─── DOCUMENT EXCERPT ───
A lubricant can be disposed at the interface of the connection of framing elements and node connectors to allow an easier disassembling if the bridge is temporarily installed.

The invention will be described below in greater detail in connection with embodiments thereof that are illustrated in the drawing figures.

The features of the present invention which are believed to be novel are set forth with particularity in the appended claims.

BRIEF DESCRIPTION OF THE DRAWINGS

A preferred embodiment of the present invention will be described in greater detail below with reference to the following drawings, in which:

FIG. 1 is a perspective view of a fully assembled modular bridge in accordance with the present invention.

FIG. 2 is a perspective view of the main carrying members of the bridge shown in FIG. 1 prior to installation of floor boards, fencing and stringers;

FIG. 3 is an exploded perspective view of the bridge understructure shown in FIG. 2;

FIG. 4 is an exploded perspective view of the bridge shown in FIG. 1 including floor boards, fencing and stringers;

FIG. 5 is a perspective view of a splice in the bridge of FIG. 2;

FIG. 6 is a exploded perspective view of the connection system with moment resisting capability shown in all previous figures (FIGS. 1, 2, 3, 4 & 5);

FIG. 7 is an elevation view of the connection system shown in FIG. 6 when fully assembled;

FIG. 8 is a section view along lines A-A in FIG. 7 when fully assembled;

FIG. 9 is a section view along lines B-B in FIG. 7 when fully assembled;

FIG. 10 is a section view of along lines C-C in FIG. 9 when fully assembled;

FIG. 11 is a exploded perspective view of the compression chord connector shown in FIGS. 1, 2, 3, 4 & 5;

FIG. 12 a section view of the superior connector shown in FIG. 11 when fully assembled;

FIG. 14 is a section view along lines D-D in FIG. 12 when fully assembled.
─── DATA SECTION ───
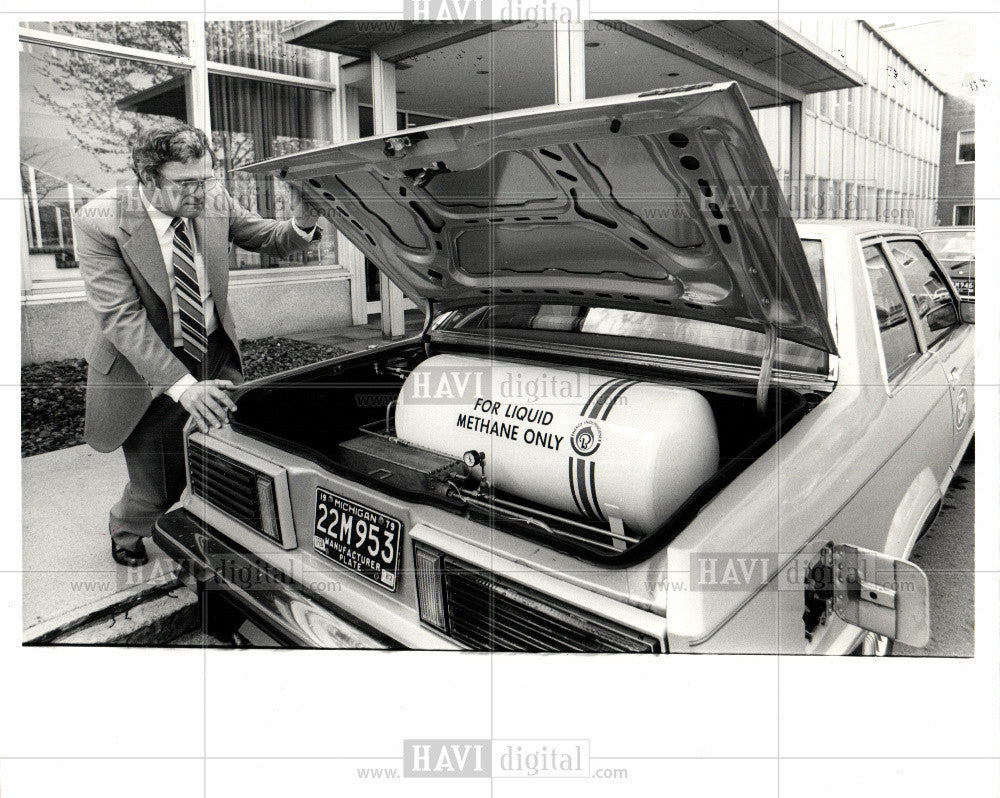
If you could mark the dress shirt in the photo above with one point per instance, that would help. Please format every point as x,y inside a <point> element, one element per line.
<point>165,237</point>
───
SET TASKS:
a) Based on the modular bridge patent excerpt, explain why a lubricant might be placed where the framing elements connect to the node connectors.
b) According to the modular bridge patent excerpt, what does FIG. 5 show?
c) Extend the modular bridge patent excerpt, picking up right after its final figure description.

FINAL ANSWERS:
a) The lubricant is there to make disassembly easier. This matters when the bridge is installed only temporarily.

b) FIG. 5 is a perspective view of a splice in the bridge of FIG. 2.

c)
FIG. 15 is an elevation view of the inferior node connector with moment resisting capabilities;

FIG. 16 is an elevation view of the superior node connector;

FIG. 17 is a section view of the diagonal/vertical struts and transversals;

FIG. 18 is an alternative for the inferior connector element. It is therefore possible that the struts to be made of a hollow section, usually circular, and the tension forces can be taken by a rod that is independently located near the strut neutral axis.

FIG. 19 is a section view along lines E-E in FIG. 18 when fully assembled;

FIG. 20 is another alternative for the inferior connector element. It is therefore possible that the struts to be made of a hollow section, usually circular, and the tension forces can be taken by an insert located inside the hollow section.

FIG. 21 is a section view along lines F-F in FIG. 20 when fully assembled;

DETAILED DESCRIPTION OF THE PREFERRED EMBODIMENT

Turning to FIG. 1, a modular pedestrian bridge 1 is shown comprising a plurality of individual elements connected to each other by the mean of node connectors 4 and 7. Fencing 20 connect to the vertical trusses on the inside as shown or eventually on the outside. A decking 21, or eventually floor boards, is placed on top of the stringers (not shown) and acts as a floor to be walked on. Ends of the bridge, when installed, are connected to respective end footings (not shown) via respective anchors (not shown).

The modular sections of fencing 20 may be fabricated to any suitable length. Typical sections contemplated are 5 feet, 10 feet, 15 or 20 feet in length.

FIG. 2 shows the bridge in FIG. 1 prior to installation of the decking and stringers. As can be seen from FIG. 2, both vertical trusses are linked to each other via a plurality of transversals 3 and diagonals 5 extending there between.

FIG. 3 illustrates an exploded view of the main bearing structure comprising a plurality of linear elements such as two tension chords 8, two compression chords 1, a plurality of diagonals 2, transversals 3, floor diagonals 5 all connected to each other by the mean of top node connectors 7 and bottom node connectors 4.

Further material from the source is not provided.